*WHAT YOU ARE ASKED TO DO:*
Count the lines in the records that follow which contain the string "below", treating uppercase and lowercase as different. Reply with the number alone.

*DATA SHOWN:*
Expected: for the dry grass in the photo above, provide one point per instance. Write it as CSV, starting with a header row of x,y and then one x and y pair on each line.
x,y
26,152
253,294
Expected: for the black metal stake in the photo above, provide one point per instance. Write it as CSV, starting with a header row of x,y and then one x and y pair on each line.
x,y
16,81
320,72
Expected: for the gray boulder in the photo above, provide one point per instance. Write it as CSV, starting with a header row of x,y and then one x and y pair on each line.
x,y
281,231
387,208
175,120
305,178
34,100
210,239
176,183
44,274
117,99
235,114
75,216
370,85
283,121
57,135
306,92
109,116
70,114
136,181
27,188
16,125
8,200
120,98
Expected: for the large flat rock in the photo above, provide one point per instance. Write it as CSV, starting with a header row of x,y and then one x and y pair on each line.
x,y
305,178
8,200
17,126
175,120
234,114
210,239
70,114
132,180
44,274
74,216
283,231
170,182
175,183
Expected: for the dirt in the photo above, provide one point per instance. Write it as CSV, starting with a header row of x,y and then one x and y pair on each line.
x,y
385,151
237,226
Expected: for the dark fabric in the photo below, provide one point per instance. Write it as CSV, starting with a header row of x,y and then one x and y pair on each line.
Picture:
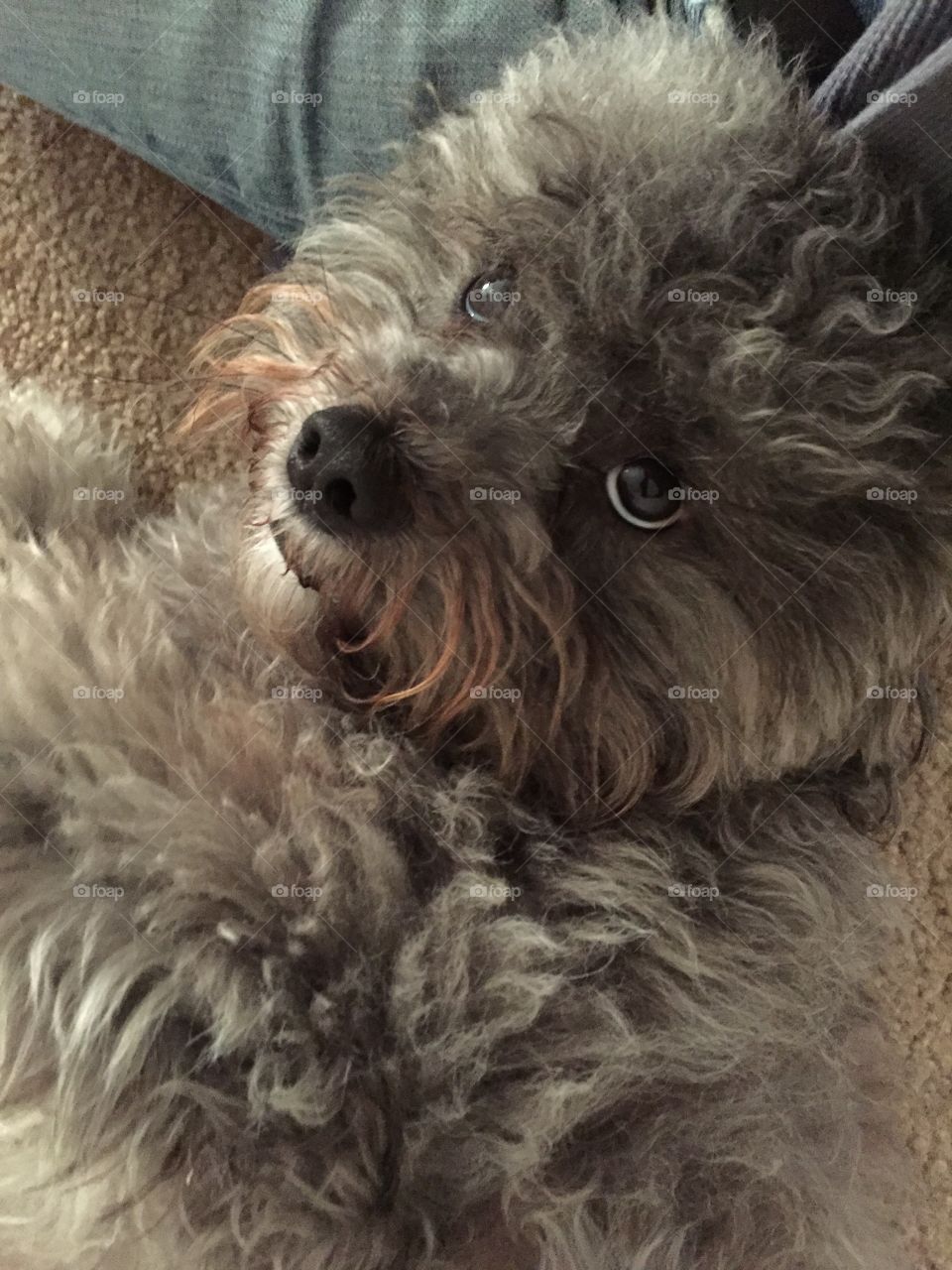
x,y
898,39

--

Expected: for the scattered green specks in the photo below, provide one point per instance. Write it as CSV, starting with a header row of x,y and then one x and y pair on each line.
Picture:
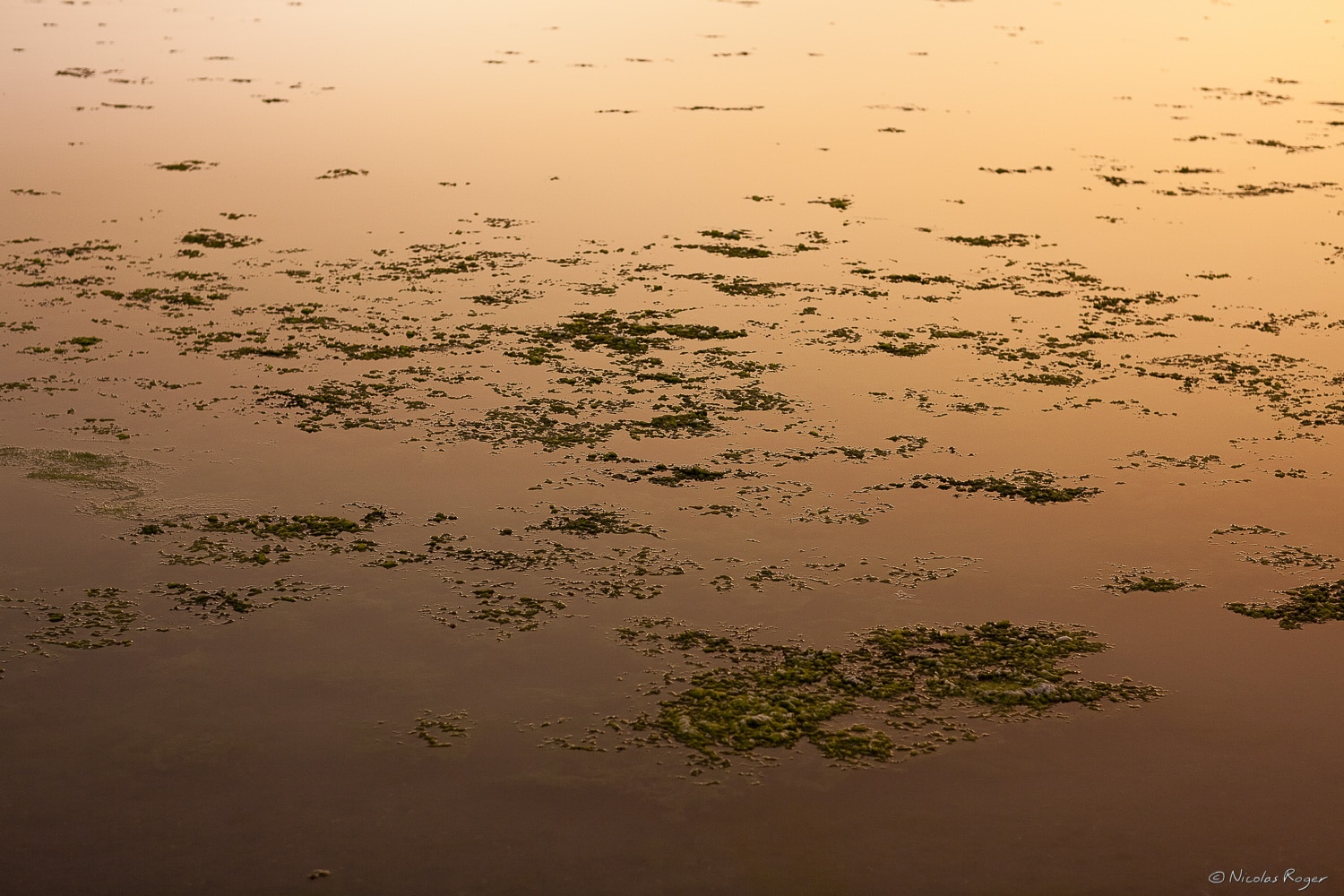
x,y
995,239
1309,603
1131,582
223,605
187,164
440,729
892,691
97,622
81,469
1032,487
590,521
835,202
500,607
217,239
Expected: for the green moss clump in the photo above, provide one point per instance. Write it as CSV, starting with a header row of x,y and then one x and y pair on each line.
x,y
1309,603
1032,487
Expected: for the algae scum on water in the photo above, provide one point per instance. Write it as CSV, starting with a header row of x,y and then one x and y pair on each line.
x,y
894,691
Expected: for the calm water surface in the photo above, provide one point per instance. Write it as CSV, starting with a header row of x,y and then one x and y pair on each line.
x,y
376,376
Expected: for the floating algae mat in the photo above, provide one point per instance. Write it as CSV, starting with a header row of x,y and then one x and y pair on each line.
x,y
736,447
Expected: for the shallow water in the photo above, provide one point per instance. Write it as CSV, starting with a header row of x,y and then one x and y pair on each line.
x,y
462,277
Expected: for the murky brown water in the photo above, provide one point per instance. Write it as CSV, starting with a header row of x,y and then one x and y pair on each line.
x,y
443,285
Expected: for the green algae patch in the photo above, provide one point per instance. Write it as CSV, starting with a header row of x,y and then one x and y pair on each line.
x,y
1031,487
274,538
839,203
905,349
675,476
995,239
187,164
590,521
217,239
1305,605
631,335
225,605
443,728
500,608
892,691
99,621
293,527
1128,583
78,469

*FINISHED ANSWER:*
2